◆ 作業内容 ◆
下にあるトンネル施工の本文から、「施工法は、山をくり抜いてトン」から「ートを打設し表面を仕上げる。」までをすべて一字も変えずに書き写すこと。

◆ 本文 ◆
施工法は、山をくり抜いてトンネルを通すNATM(ナトム)*だ。施工手順は、冒頭で述べたように、まず切羽にいくつかの孔を開けて火薬を装填し、発破をかける。砕け散った岩石(ズリ)を搬出した後、掘削面に一次コンクリートを吹き付け、アーチ型の鋼製支保工を建て込む。そこに二次コンクリートを吹き付けた後、内側から放射状にロックボルトを打ち込み、岩盤に締め付ける。これを繰り返しながら掘り進んでいく。最後に、防水シートを設置して覆工コンクリートを打設し表面を仕上げる。
*NATMの施工手順はこちらから。建設の“なぜ”トンネル篇Q2の山岳トンネル工法をご覧ください
https://chizu.taisei.co.jp/tech/construction/02.html
作業所が取り入れている新技術は、これら一連の作業の省人・省力化を可能とし、安全性向上にも寄与する。その一つが「フルオートコンピュータジャンボ」だ。切羽に削孔(火薬装填用の孔を開けること)する重機「ドリルジャンボ」をコンピュータ制御により自動化したもので、従来は3人で行っていた作業が1人の操作で済むようになった。削孔時間を10%短縮できる上、切羽に人が近づかないことから安全性も高まる。「従来、ドリルジャンボを使い手動で行っていた削孔が、全て自動化できれば、NATMの進化につながります」と浅井所長は語る。

◆ データレコード ◆
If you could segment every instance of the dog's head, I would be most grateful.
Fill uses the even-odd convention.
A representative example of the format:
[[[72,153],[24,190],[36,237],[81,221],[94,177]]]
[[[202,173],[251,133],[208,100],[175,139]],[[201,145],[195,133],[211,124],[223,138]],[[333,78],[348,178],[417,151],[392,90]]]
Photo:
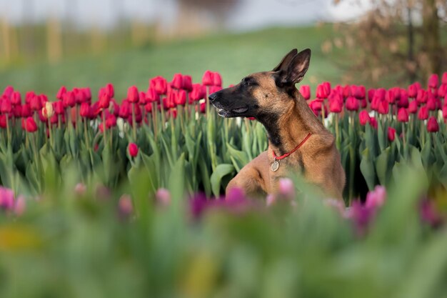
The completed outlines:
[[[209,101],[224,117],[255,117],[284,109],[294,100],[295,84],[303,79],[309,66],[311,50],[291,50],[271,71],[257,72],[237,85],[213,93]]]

--

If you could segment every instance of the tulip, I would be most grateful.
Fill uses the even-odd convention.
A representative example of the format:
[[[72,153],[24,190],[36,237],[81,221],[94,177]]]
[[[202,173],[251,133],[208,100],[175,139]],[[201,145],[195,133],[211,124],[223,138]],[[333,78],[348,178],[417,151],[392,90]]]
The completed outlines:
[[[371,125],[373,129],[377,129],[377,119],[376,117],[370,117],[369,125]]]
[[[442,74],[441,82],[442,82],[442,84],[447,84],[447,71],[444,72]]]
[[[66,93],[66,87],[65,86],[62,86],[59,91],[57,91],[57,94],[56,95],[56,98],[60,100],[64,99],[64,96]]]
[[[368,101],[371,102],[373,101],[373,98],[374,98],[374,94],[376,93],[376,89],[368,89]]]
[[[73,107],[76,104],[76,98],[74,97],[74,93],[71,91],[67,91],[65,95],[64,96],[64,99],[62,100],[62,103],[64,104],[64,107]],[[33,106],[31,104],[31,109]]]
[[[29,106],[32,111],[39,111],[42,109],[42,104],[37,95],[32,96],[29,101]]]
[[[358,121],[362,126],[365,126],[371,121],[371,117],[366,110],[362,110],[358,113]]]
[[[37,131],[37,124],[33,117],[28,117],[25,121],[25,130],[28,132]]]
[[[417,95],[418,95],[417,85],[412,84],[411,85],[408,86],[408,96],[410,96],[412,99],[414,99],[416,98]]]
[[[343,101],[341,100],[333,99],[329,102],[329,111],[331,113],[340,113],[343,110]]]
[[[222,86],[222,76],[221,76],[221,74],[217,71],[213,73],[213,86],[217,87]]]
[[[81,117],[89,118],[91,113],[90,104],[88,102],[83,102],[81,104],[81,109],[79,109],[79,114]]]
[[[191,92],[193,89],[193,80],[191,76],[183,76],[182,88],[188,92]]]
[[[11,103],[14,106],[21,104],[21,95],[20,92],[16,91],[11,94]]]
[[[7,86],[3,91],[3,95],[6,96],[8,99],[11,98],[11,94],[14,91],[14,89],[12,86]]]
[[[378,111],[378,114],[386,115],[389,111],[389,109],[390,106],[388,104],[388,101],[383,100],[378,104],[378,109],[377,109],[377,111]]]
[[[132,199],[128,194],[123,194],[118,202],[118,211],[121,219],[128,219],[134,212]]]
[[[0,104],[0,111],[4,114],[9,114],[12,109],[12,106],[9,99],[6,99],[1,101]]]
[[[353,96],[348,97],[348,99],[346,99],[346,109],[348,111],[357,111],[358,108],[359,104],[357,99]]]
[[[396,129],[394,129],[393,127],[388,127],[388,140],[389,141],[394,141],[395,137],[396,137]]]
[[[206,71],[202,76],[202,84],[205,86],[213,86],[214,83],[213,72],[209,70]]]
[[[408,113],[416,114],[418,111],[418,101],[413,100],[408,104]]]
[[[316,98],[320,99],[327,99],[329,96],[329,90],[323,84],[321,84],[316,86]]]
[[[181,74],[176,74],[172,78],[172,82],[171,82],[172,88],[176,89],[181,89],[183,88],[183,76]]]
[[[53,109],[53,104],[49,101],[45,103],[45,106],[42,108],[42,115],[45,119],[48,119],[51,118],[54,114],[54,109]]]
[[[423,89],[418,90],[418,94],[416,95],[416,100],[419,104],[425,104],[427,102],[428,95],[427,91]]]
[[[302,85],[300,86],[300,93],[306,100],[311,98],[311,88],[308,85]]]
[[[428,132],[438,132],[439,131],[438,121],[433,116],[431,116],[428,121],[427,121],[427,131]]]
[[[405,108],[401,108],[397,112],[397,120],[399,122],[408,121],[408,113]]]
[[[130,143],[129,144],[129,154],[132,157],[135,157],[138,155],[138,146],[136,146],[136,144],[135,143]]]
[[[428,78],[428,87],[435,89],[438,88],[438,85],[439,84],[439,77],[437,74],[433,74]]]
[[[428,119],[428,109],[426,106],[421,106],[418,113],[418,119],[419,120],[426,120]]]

◆ 正解 ◆
施工法は、山をくり抜いてトンネルを通すNATM(ナトム)*だ。施工手順は、冒頭で述べたように、まず切羽にいくつかの孔を開けて火薬を装填し、発破をかける。砕け散った岩石(ズリ)を搬出した後、掘削面に一次コンクリートを吹き付け、アーチ型の鋼製支保工を建て込む。そこに二次コンクリートを吹き付けた後、内側から放射状にロックボルトを打ち込み、岩盤に締め付ける。これを繰り返しながら掘り進んでいく。最後に、防水シートを設置して覆工コンクリートを打設し表面を仕上げる。